§ **WHAT IS ASKED**:
Repeat each entry as written and leave the images out of the copy.

§ **MATERIAL FOR THE TASK**:
------------------------------
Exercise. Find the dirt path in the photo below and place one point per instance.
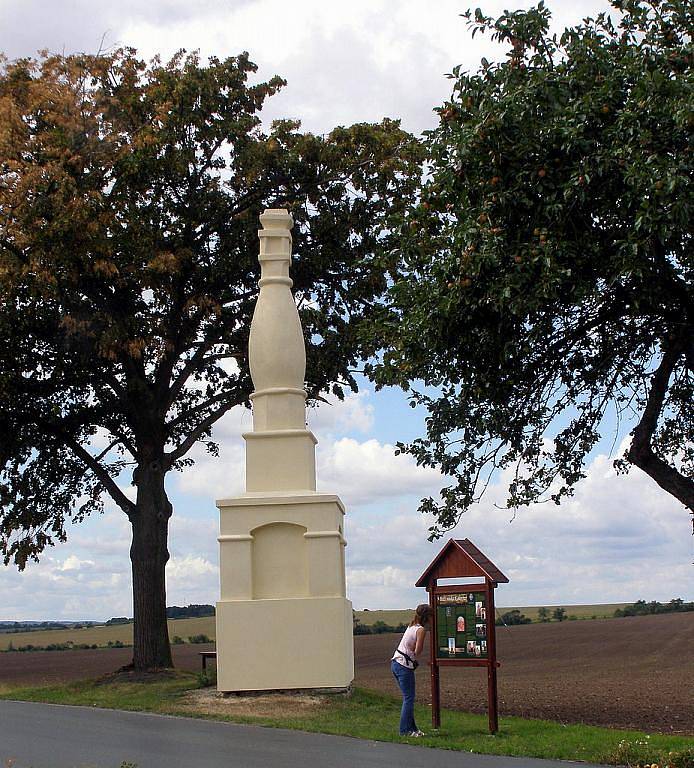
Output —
(629, 673)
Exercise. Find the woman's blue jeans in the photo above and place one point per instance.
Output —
(405, 679)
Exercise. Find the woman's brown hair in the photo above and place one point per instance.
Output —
(422, 614)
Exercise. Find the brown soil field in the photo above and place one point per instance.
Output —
(633, 673)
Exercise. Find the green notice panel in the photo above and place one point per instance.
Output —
(461, 623)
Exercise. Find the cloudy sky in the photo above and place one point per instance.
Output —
(618, 539)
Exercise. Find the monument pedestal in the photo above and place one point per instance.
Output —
(283, 619)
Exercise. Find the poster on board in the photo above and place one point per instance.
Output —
(461, 625)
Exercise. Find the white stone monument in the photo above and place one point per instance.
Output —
(283, 620)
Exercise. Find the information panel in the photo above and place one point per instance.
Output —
(461, 625)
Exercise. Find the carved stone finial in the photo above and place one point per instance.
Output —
(277, 354)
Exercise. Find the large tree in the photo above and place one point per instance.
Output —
(129, 203)
(547, 267)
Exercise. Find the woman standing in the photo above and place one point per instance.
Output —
(404, 663)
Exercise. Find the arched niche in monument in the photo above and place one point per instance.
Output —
(280, 563)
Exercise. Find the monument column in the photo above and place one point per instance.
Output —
(283, 619)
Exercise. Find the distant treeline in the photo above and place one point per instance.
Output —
(69, 646)
(173, 612)
(642, 608)
(377, 628)
(189, 612)
(10, 627)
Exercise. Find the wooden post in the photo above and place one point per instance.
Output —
(434, 667)
(491, 660)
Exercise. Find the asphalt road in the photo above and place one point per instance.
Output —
(50, 736)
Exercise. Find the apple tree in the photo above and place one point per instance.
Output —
(546, 285)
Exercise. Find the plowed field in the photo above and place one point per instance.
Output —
(629, 673)
(636, 672)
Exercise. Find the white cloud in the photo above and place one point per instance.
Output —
(620, 538)
(369, 471)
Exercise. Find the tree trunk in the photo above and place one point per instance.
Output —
(149, 554)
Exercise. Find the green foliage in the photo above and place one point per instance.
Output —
(207, 678)
(512, 617)
(199, 639)
(642, 608)
(129, 201)
(642, 753)
(547, 266)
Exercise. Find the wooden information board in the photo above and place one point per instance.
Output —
(463, 630)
------------------------------
§ **THE SOLUTION**:
Exercise. Find the dirt path in the photo below and place one point per instance.
Output —
(629, 673)
Exercise. Find the woman's blue jeans in the photo above and place one point per instance.
Output —
(405, 679)
Exercise. Find the woman's brown hair in the photo above and place one point per instance.
Output —
(422, 614)
Exercise. Find the brown soil field in the photo above and place one point per instance.
Output —
(633, 673)
Exercise. Find the green notice panel in the photo above and place one point per instance.
Output —
(461, 623)
Exercise. Find the cloudy sky in the photo above and place one point per instance.
Output —
(618, 539)
Exercise. Find the monument pedestal in the photo above and place one point per instance.
Output —
(283, 619)
Exercise. Find the poster on board in the photo above and place one point per instance.
Output —
(461, 625)
Exercise. Find the white stone monument in the photo above and place one point per instance.
Output —
(283, 620)
Exercise. Find the information panel in the photo above and place one point per instance.
Output —
(461, 625)
Exercise. Find the carved stone finial in the photo above and place one point per instance.
Output —
(277, 354)
Exercise. Find the large tree in the photo above and place one point per instance.
Output —
(129, 203)
(547, 267)
Exercise. Find the woman standing in the photo above and place one point per instance.
Output —
(404, 663)
Exercise. Find the arched niche in monument in the photo above and place one point per instance.
Output —
(280, 563)
Exercise. Find the monument column in the photo above and place one point per instance.
Output —
(283, 619)
Exercise. Find the distant treeline in the photo above and place one point per instance.
Output —
(69, 646)
(173, 612)
(642, 608)
(377, 628)
(189, 612)
(10, 627)
Exercise. Find the wooden post in the photo above and place one point per instance.
Output —
(434, 667)
(491, 660)
Exercise. Find the asphalt road in the photo above and place one point per instance.
Output —
(50, 736)
Exercise. Find the apple tree in the photo above and place one point per instance.
Output —
(546, 285)
Exercise. Find the plowed field in the photo above and place one point per instance.
Output —
(629, 673)
(636, 672)
Exercise. Find the white cloud in the photo above and place one point per instance.
Output —
(620, 538)
(369, 471)
Exercise. Find the tree trunk in the photo above and place one point per instance.
Output —
(149, 554)
Exercise. Find the green foliage in the photo above and place one point per instance.
Output —
(207, 678)
(512, 617)
(199, 639)
(642, 608)
(129, 201)
(642, 753)
(547, 266)
Exercise. Find the wooden information board in the photo above and place one point per instance.
Output —
(463, 630)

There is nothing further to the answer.